Repeat the records below word for word, from their start through the line that contains "0 0 453 260", with both ends included. Leave the pictures out of your answer.

________________

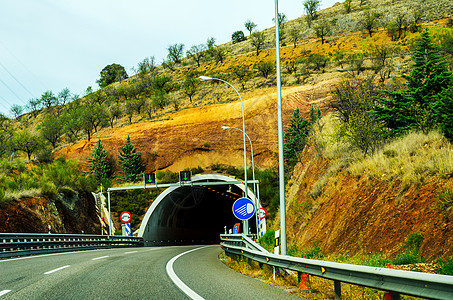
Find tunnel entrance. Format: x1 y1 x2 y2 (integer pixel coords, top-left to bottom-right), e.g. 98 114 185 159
139 174 260 246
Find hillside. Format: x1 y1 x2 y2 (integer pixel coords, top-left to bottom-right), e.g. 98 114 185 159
0 0 453 260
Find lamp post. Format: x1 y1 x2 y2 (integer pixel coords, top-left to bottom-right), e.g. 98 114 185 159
198 76 249 234
222 126 258 234
275 0 286 255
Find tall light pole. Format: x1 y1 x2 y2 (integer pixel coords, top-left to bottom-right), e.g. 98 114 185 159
222 126 258 234
275 0 286 255
198 76 249 234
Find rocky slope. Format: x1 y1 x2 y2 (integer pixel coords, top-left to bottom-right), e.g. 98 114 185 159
0 191 101 234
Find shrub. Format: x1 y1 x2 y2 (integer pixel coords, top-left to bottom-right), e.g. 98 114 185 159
258 229 275 253
434 186 453 220
436 257 453 276
257 61 275 78
156 171 179 183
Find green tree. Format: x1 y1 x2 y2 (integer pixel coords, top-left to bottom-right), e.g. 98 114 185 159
244 20 258 35
359 10 381 37
373 30 453 135
437 86 453 142
303 0 321 27
210 46 226 63
61 107 84 143
26 98 41 118
387 12 407 41
343 0 352 14
283 107 311 168
231 66 252 91
231 30 246 44
88 139 112 183
39 91 58 108
183 71 199 103
58 88 71 105
38 116 64 149
186 44 206 66
250 32 266 56
289 27 301 48
118 135 144 182
307 53 329 72
137 56 156 76
12 130 41 160
315 20 330 44
10 104 24 118
96 64 128 88
167 44 184 64
329 78 383 155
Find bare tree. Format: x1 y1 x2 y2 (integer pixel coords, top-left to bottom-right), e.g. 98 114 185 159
250 32 266 56
167 44 184 64
244 20 258 35
186 44 206 66
360 10 381 37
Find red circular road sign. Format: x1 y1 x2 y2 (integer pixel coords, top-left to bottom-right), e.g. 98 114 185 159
120 211 132 223
258 207 267 220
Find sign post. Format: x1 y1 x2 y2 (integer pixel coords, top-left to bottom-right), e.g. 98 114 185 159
143 173 156 187
233 198 256 234
179 171 192 182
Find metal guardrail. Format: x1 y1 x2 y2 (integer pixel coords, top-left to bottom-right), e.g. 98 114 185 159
0 233 144 258
220 234 453 300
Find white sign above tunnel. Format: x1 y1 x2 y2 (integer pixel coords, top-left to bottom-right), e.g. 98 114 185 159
233 198 255 221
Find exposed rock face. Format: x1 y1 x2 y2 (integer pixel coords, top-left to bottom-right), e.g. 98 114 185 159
0 191 100 234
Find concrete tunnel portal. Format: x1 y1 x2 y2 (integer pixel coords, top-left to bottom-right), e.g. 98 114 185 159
138 174 260 246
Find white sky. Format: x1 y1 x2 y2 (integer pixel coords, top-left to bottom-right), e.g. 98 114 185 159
0 0 337 116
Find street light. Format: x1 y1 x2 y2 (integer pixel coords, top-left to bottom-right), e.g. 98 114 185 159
198 76 249 234
222 126 258 234
275 0 286 255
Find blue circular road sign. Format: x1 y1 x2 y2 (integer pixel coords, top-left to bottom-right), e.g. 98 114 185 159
233 198 255 220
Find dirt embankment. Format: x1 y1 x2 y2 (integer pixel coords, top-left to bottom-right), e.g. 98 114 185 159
0 192 101 234
287 148 453 261
56 79 338 172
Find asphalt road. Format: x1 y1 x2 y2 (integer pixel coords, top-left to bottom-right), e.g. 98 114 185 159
0 245 300 300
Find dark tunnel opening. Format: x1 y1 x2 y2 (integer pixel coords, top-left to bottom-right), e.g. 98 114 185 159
143 180 256 246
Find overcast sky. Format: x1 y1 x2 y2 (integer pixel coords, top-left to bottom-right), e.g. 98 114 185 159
0 0 336 116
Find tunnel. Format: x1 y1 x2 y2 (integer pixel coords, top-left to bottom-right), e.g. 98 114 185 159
138 174 260 246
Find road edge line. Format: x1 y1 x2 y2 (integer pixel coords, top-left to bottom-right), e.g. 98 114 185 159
166 245 212 300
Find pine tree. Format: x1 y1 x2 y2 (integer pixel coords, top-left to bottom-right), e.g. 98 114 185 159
283 107 315 167
118 135 144 182
438 86 453 142
374 30 452 135
88 139 112 182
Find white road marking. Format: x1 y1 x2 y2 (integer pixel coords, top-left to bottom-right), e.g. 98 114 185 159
91 255 109 260
44 265 70 275
167 246 212 300
0 290 11 296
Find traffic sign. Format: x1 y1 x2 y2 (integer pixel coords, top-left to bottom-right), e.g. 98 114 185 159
233 198 255 220
144 173 156 185
120 211 132 223
179 171 192 182
233 223 241 234
124 223 132 236
257 207 267 220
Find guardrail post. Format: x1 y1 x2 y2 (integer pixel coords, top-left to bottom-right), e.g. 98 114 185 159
333 280 341 300
297 272 310 291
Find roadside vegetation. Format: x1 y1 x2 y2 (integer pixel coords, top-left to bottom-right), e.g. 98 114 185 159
0 0 453 274
0 158 97 203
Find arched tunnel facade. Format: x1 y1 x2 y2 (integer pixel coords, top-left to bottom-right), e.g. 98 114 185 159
138 174 260 246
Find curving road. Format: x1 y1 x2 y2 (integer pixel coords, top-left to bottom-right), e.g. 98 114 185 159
0 245 300 300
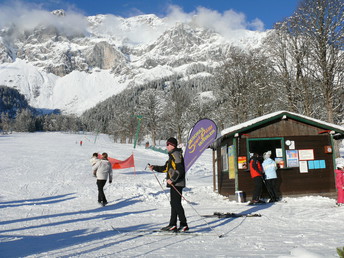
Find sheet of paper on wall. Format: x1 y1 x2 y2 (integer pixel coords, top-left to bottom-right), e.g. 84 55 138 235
289 141 295 150
299 161 308 173
276 148 283 158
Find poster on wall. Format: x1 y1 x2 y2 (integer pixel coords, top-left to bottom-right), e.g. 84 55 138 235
299 160 308 173
238 156 247 169
276 148 283 158
286 150 299 168
228 145 235 179
299 149 314 160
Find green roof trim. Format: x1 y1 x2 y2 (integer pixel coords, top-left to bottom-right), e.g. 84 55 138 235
219 111 344 138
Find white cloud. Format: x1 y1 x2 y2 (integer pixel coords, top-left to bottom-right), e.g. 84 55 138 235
0 1 87 35
0 1 264 44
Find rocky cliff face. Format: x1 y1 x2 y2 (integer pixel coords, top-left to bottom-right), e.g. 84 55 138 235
0 10 264 113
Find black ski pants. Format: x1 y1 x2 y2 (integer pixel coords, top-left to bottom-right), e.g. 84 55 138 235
97 180 107 203
265 178 278 201
169 186 187 227
252 176 263 201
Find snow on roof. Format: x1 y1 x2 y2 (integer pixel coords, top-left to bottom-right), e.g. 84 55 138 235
221 110 344 136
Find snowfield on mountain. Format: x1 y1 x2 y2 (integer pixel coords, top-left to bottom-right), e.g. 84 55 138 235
0 132 344 258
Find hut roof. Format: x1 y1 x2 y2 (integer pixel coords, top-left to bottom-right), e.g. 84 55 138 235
219 111 344 138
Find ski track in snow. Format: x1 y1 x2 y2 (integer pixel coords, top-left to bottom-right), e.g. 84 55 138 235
0 133 344 257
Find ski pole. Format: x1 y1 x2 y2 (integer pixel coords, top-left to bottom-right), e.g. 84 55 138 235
145 163 170 202
171 184 224 238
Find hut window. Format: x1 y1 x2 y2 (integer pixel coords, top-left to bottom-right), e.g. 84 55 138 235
248 138 284 159
221 145 228 171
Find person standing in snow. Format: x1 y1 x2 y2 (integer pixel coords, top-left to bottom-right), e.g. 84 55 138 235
92 152 112 206
149 137 189 232
90 152 99 177
249 153 263 205
262 151 278 202
334 164 344 206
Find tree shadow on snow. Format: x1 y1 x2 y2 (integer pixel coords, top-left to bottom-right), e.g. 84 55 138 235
0 193 76 209
0 196 154 233
194 203 273 235
0 229 152 258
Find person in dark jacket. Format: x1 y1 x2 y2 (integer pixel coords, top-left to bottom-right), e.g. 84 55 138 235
149 137 189 232
249 153 264 205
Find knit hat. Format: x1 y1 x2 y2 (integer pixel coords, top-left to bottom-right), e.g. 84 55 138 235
166 137 178 147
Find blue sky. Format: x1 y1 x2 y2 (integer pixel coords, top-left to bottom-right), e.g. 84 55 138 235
0 0 300 29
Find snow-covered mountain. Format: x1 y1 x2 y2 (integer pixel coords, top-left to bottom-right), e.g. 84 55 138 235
0 10 265 114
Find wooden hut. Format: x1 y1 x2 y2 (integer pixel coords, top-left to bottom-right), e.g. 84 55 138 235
212 111 344 200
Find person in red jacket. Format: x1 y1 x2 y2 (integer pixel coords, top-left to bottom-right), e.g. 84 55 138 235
334 164 344 206
249 153 263 205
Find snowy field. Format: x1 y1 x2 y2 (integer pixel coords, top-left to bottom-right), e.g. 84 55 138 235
0 133 344 258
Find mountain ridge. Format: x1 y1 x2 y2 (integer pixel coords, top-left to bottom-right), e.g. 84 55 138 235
0 10 266 115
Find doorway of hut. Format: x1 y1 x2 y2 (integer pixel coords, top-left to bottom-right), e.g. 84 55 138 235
247 137 285 199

________________

### TASK RESULT
Find tunnel entrance. Format: x1 y1 x2 y2 (integer pixel coords, top-left to bottom-right), e.g. 98 114 185 159
139 174 260 246
Find hillside. Format: x1 y1 x2 y2 (integer pixel coords, top-left to bottom-right), e.g. 98 114 185 159
0 0 453 260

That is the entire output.